What is needed: Edit the items below so that every "green tree" reads "pine tree", leaving everything else unchanged.

— start of Provided data —

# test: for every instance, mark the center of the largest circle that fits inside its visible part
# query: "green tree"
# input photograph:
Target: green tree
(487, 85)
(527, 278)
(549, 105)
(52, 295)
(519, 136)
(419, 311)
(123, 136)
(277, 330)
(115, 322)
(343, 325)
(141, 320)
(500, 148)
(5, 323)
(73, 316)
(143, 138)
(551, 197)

— end of Provided data —

Complete answer:
# test: for every instance, mark the center of the largest circle that fits inside its visible part
# query: "pine tree"
# input photograph:
Target: pine tree
(487, 85)
(527, 278)
(549, 105)
(52, 295)
(519, 136)
(419, 311)
(123, 136)
(277, 330)
(115, 322)
(343, 325)
(141, 320)
(500, 148)
(5, 323)
(73, 316)
(143, 138)
(551, 197)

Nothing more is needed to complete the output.